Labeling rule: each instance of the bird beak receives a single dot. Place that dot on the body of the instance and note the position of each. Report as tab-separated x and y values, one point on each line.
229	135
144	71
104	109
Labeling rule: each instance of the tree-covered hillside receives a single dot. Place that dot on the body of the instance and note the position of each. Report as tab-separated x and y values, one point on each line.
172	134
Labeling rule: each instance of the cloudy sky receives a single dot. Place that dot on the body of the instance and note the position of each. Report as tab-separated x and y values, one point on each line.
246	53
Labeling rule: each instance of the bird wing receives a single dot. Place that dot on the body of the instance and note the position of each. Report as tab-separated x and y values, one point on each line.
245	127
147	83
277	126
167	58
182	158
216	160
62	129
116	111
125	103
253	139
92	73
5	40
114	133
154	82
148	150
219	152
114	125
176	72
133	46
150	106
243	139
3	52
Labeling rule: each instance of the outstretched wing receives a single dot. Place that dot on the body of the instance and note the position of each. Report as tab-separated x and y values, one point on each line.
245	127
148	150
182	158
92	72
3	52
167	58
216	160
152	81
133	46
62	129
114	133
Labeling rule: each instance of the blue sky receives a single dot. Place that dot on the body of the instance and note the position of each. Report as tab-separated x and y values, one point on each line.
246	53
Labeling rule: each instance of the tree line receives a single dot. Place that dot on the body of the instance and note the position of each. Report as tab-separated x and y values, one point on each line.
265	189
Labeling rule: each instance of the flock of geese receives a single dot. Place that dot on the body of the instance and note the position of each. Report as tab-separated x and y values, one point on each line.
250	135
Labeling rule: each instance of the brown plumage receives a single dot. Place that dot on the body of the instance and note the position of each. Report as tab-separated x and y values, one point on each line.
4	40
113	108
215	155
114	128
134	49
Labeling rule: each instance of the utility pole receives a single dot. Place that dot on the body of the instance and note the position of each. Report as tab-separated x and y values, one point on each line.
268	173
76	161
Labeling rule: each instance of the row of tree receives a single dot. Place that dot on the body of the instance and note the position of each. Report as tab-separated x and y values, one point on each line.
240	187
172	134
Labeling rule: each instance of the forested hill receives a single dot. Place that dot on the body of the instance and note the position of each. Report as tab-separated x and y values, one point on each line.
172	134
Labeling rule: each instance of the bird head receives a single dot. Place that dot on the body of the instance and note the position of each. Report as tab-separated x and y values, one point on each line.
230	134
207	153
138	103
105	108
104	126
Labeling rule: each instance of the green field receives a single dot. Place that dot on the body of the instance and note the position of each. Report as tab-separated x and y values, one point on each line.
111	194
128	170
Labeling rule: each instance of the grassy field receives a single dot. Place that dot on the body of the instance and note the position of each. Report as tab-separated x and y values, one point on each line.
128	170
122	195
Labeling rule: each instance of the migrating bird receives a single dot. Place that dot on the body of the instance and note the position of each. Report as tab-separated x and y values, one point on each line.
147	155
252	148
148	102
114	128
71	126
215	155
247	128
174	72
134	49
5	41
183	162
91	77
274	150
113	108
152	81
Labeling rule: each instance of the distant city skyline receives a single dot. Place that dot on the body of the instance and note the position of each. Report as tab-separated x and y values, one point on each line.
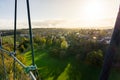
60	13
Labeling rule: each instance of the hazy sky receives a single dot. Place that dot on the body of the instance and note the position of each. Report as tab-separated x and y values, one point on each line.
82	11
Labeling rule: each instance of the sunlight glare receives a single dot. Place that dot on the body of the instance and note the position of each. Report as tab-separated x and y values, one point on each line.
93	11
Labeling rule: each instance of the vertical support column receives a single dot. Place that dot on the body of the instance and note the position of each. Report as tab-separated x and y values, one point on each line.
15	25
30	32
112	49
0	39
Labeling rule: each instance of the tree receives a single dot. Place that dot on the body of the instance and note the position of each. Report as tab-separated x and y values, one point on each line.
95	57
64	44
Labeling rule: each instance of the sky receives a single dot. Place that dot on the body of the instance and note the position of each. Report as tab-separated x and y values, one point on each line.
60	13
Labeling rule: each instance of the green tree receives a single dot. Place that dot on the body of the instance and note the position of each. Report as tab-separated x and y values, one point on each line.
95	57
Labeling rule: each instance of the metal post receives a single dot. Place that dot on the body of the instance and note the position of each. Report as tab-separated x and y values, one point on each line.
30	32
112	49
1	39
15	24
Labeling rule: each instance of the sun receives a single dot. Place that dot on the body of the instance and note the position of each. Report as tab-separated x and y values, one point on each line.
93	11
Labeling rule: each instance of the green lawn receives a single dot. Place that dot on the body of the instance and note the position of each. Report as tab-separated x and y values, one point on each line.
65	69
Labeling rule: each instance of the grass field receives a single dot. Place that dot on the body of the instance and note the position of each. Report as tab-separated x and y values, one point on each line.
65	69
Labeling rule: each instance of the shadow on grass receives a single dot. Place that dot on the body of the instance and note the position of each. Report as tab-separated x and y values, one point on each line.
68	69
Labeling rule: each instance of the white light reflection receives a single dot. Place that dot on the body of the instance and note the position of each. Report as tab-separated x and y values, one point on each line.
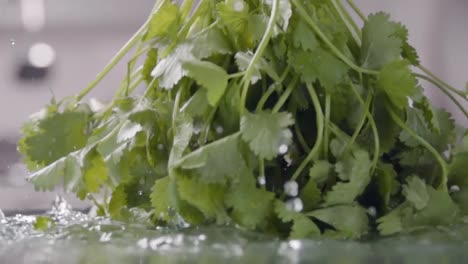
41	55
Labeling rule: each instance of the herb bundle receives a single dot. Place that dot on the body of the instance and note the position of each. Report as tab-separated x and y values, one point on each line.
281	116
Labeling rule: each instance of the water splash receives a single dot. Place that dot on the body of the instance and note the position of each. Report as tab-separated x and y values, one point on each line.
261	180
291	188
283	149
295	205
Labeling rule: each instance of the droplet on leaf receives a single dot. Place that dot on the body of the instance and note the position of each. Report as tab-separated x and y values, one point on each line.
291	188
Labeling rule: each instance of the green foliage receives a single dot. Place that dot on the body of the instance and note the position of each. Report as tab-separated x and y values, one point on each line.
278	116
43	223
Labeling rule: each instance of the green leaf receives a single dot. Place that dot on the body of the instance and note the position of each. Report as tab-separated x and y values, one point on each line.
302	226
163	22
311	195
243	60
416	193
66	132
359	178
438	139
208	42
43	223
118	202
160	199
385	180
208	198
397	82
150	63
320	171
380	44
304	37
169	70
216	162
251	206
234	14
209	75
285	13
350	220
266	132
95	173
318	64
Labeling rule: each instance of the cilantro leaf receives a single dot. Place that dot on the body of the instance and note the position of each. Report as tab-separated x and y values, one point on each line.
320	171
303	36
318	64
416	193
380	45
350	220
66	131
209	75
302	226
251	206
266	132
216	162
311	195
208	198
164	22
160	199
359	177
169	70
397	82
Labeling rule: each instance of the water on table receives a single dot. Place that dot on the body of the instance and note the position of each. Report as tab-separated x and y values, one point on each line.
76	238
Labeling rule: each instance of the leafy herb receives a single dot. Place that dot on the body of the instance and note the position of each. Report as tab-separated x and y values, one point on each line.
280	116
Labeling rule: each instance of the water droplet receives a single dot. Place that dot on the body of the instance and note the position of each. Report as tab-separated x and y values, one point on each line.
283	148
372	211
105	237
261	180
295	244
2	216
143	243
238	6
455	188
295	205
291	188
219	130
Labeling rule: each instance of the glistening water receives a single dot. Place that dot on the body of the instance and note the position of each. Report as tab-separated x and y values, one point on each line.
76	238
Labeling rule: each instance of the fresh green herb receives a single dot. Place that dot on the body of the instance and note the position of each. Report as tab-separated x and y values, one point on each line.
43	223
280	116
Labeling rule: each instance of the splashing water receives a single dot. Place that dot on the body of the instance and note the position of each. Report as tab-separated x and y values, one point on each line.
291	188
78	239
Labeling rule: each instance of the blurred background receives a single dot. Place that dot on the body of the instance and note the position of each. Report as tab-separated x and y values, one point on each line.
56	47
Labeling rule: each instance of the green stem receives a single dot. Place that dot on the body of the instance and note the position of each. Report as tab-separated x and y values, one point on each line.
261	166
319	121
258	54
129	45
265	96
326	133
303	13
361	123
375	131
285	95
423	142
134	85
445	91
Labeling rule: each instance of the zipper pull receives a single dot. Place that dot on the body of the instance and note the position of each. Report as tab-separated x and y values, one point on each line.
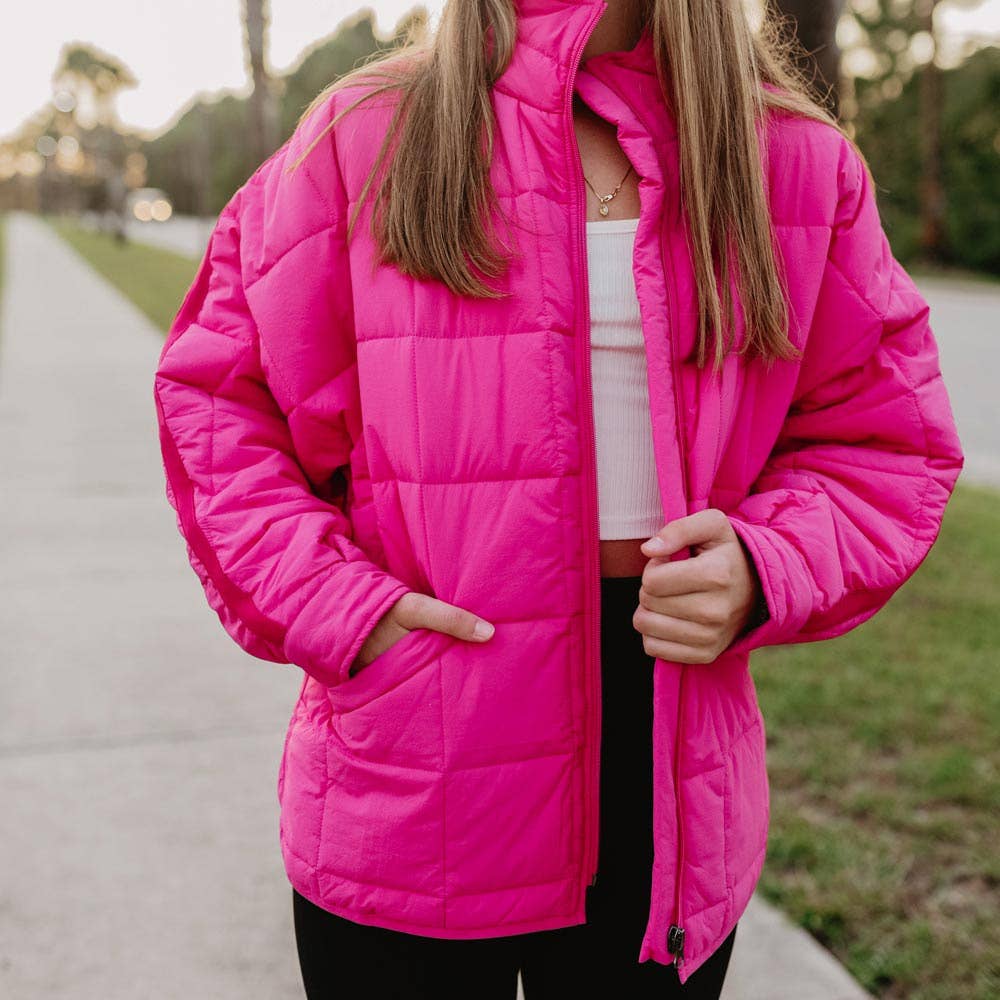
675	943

#####

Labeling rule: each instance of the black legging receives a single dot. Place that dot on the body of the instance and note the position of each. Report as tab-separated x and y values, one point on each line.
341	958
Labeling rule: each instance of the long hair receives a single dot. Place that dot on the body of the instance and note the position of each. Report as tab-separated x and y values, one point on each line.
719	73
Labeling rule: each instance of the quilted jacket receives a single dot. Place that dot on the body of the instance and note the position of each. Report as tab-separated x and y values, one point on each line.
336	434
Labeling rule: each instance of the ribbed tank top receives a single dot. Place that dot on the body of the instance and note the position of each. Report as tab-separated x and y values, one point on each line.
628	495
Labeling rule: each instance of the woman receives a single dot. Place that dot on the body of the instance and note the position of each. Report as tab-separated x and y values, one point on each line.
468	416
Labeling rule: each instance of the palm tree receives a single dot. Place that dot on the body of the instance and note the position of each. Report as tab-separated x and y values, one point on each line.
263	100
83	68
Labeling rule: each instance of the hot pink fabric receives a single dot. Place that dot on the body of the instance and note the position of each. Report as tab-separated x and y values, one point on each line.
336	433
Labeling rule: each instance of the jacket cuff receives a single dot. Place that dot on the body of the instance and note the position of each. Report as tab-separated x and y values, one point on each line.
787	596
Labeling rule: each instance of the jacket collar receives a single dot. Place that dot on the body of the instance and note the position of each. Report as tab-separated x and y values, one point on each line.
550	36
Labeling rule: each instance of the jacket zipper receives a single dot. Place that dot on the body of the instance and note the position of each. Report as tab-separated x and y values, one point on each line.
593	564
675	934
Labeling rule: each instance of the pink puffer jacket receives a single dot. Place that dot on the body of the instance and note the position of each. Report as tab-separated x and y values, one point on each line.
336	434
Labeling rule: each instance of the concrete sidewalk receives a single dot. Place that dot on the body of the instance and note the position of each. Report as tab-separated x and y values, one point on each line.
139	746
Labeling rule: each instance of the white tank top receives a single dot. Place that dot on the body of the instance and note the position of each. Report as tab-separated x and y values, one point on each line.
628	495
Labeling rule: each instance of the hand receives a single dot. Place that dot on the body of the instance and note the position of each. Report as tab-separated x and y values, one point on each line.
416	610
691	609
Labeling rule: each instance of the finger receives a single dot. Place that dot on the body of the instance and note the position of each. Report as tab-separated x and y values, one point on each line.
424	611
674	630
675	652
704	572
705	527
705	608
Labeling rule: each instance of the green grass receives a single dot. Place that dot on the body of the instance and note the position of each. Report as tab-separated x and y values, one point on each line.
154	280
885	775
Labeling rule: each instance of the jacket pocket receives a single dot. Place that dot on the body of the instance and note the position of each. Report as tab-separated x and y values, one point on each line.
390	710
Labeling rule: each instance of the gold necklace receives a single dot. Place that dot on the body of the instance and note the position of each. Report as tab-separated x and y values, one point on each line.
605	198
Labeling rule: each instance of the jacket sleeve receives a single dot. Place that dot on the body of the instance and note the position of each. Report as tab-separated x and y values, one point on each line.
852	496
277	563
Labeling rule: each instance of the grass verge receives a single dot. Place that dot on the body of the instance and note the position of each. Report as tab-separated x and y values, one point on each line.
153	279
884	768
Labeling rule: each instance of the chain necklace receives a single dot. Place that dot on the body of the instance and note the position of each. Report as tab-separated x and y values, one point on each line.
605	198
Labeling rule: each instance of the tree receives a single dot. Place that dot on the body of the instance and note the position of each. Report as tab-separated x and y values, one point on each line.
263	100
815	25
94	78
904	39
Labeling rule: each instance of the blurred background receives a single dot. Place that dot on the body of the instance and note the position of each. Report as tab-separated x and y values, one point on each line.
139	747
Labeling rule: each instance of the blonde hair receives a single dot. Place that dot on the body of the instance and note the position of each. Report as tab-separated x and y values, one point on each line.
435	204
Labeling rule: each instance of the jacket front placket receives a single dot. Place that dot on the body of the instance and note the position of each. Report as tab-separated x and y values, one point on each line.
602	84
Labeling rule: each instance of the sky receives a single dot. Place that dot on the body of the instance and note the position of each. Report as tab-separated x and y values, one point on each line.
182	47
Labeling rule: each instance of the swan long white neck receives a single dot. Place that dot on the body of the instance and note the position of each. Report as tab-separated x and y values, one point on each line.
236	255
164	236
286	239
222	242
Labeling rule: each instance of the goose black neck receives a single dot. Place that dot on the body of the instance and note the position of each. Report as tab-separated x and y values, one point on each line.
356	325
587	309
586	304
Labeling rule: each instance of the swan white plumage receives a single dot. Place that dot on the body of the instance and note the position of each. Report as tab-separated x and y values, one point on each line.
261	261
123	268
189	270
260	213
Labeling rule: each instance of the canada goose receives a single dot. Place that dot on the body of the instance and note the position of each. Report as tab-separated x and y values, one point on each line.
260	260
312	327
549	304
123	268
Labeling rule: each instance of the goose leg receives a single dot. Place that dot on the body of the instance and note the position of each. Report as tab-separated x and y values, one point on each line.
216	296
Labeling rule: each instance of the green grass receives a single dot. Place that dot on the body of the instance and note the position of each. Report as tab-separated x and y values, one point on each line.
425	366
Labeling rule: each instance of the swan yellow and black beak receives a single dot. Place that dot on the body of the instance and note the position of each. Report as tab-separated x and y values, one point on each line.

#####

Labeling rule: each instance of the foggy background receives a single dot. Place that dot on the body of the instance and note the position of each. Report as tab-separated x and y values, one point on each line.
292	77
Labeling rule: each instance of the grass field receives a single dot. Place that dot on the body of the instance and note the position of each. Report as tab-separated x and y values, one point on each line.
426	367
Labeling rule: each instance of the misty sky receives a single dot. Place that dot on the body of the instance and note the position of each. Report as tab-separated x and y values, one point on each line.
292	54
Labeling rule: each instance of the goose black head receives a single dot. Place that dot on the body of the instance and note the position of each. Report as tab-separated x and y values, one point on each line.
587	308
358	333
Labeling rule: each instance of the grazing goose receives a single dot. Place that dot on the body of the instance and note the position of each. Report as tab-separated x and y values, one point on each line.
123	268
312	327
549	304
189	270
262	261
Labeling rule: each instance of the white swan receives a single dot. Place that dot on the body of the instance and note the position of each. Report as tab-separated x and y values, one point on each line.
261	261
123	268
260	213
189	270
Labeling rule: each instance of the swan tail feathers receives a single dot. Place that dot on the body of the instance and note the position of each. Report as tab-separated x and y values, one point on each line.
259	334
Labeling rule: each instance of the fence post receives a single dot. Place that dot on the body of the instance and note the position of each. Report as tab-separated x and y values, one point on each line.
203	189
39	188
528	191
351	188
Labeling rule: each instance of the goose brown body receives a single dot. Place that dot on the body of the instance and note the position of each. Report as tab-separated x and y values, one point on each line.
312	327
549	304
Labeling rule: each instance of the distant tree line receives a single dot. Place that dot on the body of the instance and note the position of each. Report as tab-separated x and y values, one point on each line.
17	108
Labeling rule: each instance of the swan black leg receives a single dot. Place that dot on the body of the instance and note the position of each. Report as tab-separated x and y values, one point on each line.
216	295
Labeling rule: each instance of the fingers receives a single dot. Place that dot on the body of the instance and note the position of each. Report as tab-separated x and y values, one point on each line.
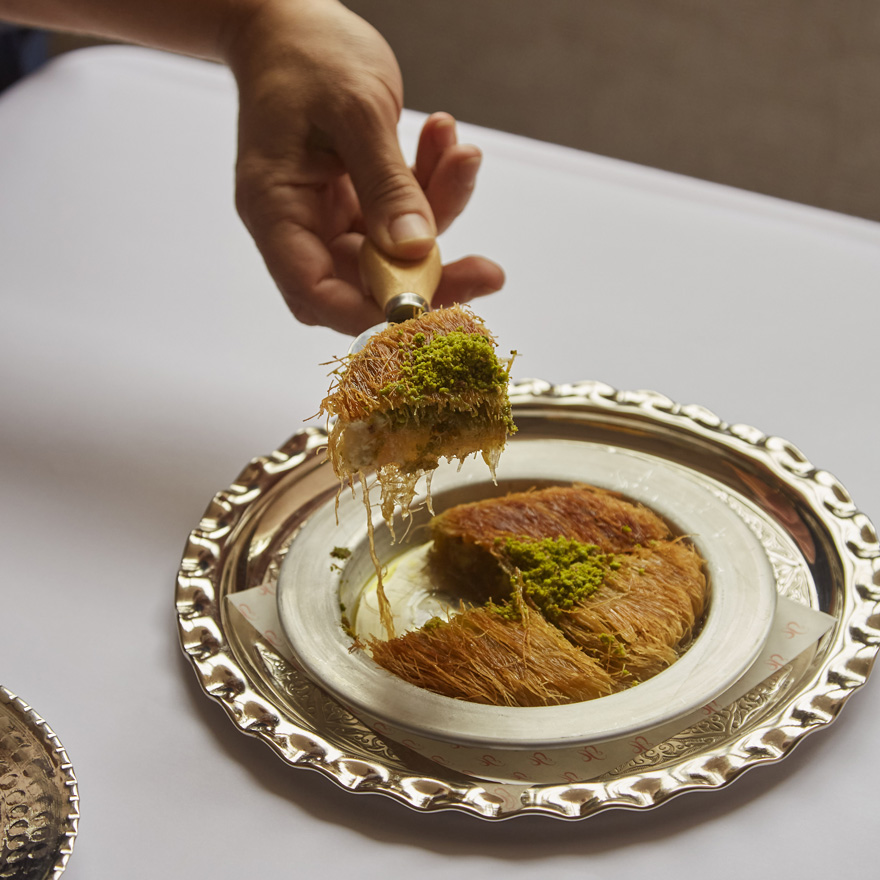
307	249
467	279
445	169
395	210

#####

EXERCISE DESCRIPTION: Please gather every row above that contains the word "hair", counting only matches with the same case.

PROBLEM SOLUTION:
Labeling rule: each instance of the long hair receives a single dot. Place that dot on the body of the instance and note the position of each. Report as tab-separated x and y values, one point on each line.
Labeling rule: each instance of the blonde hair receives a single dot. Place that dot on the body of the instance and note the position of each. Report as tab-separated x and y values, one point on each line.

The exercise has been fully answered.